Source material -
┄┄┄┄┄┄

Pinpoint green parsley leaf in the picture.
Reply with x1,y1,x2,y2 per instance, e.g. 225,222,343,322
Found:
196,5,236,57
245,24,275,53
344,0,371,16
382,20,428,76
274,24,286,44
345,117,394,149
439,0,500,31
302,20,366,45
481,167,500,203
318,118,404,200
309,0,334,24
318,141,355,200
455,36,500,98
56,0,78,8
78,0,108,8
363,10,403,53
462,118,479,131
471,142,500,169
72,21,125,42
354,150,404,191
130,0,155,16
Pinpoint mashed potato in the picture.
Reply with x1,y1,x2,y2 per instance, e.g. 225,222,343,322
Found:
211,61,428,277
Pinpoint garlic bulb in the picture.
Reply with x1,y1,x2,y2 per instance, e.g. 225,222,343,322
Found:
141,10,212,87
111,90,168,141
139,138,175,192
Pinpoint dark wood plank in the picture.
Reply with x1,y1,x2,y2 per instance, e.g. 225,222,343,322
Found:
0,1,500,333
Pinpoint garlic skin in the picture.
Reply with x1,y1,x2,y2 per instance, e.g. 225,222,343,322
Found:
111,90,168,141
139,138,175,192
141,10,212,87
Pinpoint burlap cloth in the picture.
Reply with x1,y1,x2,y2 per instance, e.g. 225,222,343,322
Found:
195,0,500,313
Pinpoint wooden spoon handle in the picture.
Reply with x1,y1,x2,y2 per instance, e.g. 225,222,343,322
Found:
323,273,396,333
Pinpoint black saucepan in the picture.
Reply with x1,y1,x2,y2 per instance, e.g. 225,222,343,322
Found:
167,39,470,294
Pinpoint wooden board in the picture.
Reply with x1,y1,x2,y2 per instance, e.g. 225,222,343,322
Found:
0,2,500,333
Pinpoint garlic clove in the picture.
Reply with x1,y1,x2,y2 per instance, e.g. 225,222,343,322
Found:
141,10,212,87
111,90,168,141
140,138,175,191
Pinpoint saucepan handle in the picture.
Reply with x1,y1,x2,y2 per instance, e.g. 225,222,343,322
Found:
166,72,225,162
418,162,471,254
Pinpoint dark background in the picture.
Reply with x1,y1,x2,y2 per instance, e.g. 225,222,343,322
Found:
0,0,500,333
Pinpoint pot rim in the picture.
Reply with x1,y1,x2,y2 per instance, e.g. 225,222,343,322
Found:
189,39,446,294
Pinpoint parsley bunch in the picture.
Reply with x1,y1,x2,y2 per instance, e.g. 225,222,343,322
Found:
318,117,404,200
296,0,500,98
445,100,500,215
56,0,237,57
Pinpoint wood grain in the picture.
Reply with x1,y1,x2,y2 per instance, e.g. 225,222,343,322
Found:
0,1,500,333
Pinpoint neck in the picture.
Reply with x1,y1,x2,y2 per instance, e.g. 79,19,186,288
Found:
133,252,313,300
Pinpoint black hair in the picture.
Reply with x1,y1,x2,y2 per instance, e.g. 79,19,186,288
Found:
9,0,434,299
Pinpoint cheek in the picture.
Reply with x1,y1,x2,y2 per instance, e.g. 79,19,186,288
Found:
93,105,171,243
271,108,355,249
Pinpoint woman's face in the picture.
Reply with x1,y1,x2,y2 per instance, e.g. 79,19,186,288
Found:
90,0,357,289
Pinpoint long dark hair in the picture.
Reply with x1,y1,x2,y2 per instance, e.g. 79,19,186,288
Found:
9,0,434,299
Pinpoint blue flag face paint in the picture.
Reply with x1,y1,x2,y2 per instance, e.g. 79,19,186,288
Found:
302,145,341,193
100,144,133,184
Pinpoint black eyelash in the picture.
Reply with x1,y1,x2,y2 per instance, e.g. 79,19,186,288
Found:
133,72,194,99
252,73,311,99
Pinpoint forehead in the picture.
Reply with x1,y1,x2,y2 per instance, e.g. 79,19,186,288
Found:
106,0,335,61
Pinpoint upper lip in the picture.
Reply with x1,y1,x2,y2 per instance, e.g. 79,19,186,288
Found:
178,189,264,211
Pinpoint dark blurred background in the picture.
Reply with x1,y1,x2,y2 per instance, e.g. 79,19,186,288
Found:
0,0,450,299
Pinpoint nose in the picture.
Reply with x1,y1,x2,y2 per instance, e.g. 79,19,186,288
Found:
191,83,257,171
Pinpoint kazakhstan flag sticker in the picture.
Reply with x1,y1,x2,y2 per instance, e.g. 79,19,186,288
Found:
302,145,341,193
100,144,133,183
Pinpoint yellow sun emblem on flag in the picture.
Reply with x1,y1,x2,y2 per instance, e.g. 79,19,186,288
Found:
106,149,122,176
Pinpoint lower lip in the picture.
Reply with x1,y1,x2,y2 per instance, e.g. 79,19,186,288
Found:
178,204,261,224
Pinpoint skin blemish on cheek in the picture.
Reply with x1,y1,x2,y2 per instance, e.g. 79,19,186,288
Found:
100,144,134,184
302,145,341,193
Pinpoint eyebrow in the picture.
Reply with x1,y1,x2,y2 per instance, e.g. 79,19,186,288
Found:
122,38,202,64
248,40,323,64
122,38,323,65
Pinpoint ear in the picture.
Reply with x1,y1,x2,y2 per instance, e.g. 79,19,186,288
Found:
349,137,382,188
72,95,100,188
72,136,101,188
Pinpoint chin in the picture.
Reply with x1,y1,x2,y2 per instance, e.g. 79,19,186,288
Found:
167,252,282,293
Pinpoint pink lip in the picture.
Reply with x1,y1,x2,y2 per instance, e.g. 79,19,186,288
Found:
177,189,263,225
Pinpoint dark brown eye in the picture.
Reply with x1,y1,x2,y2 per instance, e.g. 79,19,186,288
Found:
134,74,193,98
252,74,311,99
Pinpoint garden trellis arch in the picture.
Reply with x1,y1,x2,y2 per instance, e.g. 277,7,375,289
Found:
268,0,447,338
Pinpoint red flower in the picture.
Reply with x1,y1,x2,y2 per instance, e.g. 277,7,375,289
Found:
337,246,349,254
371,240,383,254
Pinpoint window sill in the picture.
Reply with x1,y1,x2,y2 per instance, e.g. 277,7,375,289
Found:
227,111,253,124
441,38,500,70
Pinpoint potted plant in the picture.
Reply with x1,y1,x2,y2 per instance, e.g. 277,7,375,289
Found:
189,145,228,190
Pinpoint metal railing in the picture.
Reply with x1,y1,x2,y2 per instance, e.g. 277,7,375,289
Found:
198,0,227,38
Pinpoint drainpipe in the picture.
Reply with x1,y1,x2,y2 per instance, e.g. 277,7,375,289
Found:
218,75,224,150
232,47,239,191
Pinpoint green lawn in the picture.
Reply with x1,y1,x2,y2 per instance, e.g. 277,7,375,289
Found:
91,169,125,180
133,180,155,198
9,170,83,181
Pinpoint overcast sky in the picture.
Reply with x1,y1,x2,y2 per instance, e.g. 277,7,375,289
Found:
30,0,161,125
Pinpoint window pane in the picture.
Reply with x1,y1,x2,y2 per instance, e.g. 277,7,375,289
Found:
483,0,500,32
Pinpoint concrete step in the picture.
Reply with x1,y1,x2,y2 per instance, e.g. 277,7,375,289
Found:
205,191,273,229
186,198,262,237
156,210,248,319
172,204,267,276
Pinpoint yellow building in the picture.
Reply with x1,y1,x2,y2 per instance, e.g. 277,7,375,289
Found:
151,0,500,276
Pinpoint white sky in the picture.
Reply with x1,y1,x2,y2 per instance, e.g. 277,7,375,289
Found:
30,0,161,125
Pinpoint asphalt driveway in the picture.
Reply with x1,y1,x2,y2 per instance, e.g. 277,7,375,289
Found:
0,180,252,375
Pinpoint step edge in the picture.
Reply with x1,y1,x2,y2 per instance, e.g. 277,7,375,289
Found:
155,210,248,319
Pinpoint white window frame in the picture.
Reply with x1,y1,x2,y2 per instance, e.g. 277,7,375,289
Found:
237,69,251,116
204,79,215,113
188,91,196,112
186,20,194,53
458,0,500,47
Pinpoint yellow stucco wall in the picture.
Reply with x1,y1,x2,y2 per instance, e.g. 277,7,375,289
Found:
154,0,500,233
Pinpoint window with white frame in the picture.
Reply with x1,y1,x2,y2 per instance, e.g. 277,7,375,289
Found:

┄┄┄┄┄┄

Problem statement - Copy the stretch from the line containing "Pinpoint window with" through the end of the entries, substituting "black frame" for "white frame" and leaving everything else unchanged.

Full answer -
Pinpoint window with black frame in the picture.
Reply with x1,y1,x2,y2 per instance, e.g. 277,7,375,289
Found:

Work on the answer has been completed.